[Problema da risolvere]
Rispondi a queste domande sul testo sulla simbiosi.
(a) Quali generi di batteri sono in grado di utilizzare l'azoto atmosferico?
(b) In quale anno è stata formulata l'ipotesi Gaia?
(c) Da quali organismi sarebbero derivati i cloroplasti?

--- Estratto fornito ---

Leguminose e batteri fissatori d’azoto. I batteri del genere Rhizobium e Bradyrhizobium sono in grado di utilizzare l’azoto atmosferico trasformandolo in sostanze organiche. Questi microrganismi infettano le radici di alcune leguminose aderendo alle lectine, proteine della membrana plasmatica, che ne permettono l’ingresso nelle cellule della radice. Intorno ai batteri, che si sono così insediati, la pianta forma capsule (tubercoli radicali) che rendono stabile questa simbiosi, utilissima alla pianta, al batterio e al terreno stesso, che si arricchisce di preziosi sali azotati.
Licheni. Si sa che i licheni sono un gruppo vegetale in cui un fungo, insieme a un’alga verde o a un’alga azzurra, costituisce un organismo simbiotico che vive come nuova entità rispetto ai suoi componenti. Anche qui entrano in gioco le lectine, che servono per il riconoscimento dei simbionti tra loro permettendo che si mettano in contatto mutualistico con reciproco vantaggio.
È stata Lynn Margulis insieme allo scienziato inglese James Lovelock (biosfera) a ipotizzare (1970, ipotesi Gaia) che le prime cellule eucarioti siano comparse molti milioni di anni fa dall’integrazione tra organismi procarioti.
Sembra infatti che alcuni procarioti, quali certi batteri e alghe azzurre unicellulari, si siano insediati in cellule primitive più grandi, instaurando con esse una simbiosi all’interno del citoplasma, detta endosimbiosi. Dai batteri simbionti si sarebbero evoluti i mitocondri, organelli citoplasmatici in cui avviene la respirazione ossidativa cellulare, mentre dalle alghe azzurre sarebbero derivati i cloroplasti, gli organelli delle cellule vegetali necessari per la fotosintesi. La cellula eucariote sarebbe quindi il risultato di una simbiosi che ha coinvolto diverse cellule procarioti (teoria dell’endosimbiosi seriale o SET). L’ipotesi endosimbiotica è non solo un modo per spiegare come si sarebbero formate sulla Terra le cellule più evolute, ma consente anche d’introdurre una prospettiva nuova, più collaborativa, nel considerare le interazioni tra i viventi.

--- Dati mostrati ---

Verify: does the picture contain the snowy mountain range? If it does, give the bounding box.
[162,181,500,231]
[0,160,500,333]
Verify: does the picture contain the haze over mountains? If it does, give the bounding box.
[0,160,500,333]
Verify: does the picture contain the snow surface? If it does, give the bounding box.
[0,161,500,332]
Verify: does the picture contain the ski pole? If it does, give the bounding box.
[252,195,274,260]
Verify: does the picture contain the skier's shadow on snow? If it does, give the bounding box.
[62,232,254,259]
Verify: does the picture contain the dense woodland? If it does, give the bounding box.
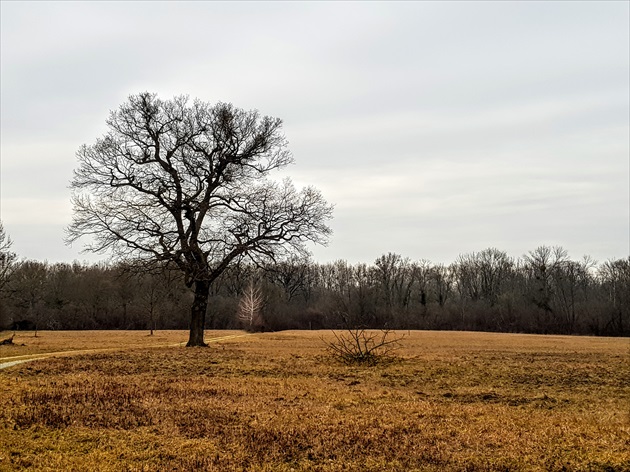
[0,246,630,336]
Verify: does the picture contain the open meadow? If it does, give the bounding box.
[0,331,630,472]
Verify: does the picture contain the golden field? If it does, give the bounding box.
[0,331,630,472]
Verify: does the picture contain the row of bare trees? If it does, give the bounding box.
[0,231,630,336]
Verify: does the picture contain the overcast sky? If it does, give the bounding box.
[0,1,630,263]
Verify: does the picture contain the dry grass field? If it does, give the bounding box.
[0,331,630,472]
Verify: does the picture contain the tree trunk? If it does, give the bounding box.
[186,280,210,347]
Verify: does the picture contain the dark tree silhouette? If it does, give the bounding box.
[67,93,332,346]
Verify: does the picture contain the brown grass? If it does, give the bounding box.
[0,332,630,471]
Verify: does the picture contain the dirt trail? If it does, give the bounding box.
[0,333,251,369]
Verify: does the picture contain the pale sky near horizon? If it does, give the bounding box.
[0,1,630,263]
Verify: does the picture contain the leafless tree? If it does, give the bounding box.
[324,328,404,365]
[238,281,264,331]
[67,93,332,346]
[0,221,17,292]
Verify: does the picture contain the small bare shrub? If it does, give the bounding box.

---

[Soluzione scritta]
(a) Rhizobium e Bradyrhizobium.
(b) Nel 1970.
(c) Dalle alghe azzurre.